Extract:
——
We know what braces do – they move and straighten teeth – but do we know how they work? Yes, braces put force on teeth over time, causing them to shift position, but there’s more to it than that. Today we’re going to talk about exactly how and why braces work as well as they do.

How Brackets and Wires Work Together

Braces are a “fixed appliance,” meaning they are attached to the teeth and can’t be taken out by the patient like a removable retainer.

With traditional kinds of braces (that is, not Invisalign or other aligners), individual brackets are bonded to the surface of the teeth. These brackets vary in shape and size depending on the width, curvature, and desired angulation of each tooth.

Each bracket has a slot for the arch-wire, which stretches across the brackets from one side of the mouth to the other. There are different ways of keeping the wire attached to the bracket. Some braces rely on elastic ligatures, which are little rubber bands that come in many colors. Twisted steel ligatures can be used instead of elastic ligatures, which do the same thing but keep the wire in place even tighter. Other types of braces, called self-ligating braces, have a door or gate that hold the wire secure.

The arch-wire is the crucial part of the braces that provide the force to the teeth, causing them to move over time. It’s first shaped like the arch of the patient’s mouth before it’s attached to the brackets. This shape provides a track the teeth can move along to get into position. When the wire is placed in the mouth and attached to the brackets, it naturally picks up the shape of the misaligned teeth at first. After a while, though, as the body warms the wire up, the wire “remembers” and returns to its original shape, moving the teeth along with it.

Beyond Brackets and Wires

The description above shows how braces work at the most basic level. There are other things that help the brackets and wires do their jobs, including elastics and coil springs.

Elastic chains look like a strip of colored elastic circles. Each circle goes around a bracket and the elastic is stretched across multiple braces. These can be used to help close spaces between certain teeth or to move several teeth together as a group.

Elastics and rubber bands of varying sizes and strengths can be used to apply force, too. They often stretch between the lower and upper jaw to correct an overbite, underbite, or cross-bite. Rubber bands may be used throughout treatment but are especially common towards the end of treatment to help shape the final movements in the mouth.

Coil springs look like tiny metal springs and may be placed on or near the arch-wire. They are used to create space between teeth when, for example, space needs to be reserved for a future implant, or a canine tooth is blocked and needs space to come in between the two adjacent teeth.
——
Source material:
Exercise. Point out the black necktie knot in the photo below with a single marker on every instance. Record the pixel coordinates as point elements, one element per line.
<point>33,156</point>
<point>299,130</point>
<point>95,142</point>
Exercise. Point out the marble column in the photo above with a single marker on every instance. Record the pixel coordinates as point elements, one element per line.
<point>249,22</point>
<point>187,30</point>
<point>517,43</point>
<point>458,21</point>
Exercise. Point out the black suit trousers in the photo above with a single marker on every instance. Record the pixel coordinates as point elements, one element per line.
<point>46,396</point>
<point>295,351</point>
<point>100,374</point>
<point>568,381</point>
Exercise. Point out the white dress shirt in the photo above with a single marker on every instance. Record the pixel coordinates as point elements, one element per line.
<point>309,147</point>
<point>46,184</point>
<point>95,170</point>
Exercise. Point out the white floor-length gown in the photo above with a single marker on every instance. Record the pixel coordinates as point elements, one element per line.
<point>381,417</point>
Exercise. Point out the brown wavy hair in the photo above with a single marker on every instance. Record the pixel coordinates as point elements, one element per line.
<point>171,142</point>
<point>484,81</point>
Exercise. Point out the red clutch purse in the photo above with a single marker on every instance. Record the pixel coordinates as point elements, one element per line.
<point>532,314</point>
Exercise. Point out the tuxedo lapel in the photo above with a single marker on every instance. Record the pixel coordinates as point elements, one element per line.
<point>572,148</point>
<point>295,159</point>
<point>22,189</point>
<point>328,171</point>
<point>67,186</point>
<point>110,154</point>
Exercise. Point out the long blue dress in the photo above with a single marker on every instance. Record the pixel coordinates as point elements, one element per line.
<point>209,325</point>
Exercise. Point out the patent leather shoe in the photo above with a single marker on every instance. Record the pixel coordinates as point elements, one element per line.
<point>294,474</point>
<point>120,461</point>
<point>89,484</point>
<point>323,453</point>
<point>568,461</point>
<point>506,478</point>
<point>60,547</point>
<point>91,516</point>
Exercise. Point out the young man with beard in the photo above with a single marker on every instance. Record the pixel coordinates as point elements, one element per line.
——
What to produce: Reproduce, from the braces text above, the part that opens with the words containing "Beyond Brackets and" and closes with "and coil springs.", without altering any wording.

Answer below:
Beyond Brackets and Wires

The description above shows how braces work at the most basic level. There are other things that help the brackets and wires do their jobs, including elastics and coil springs.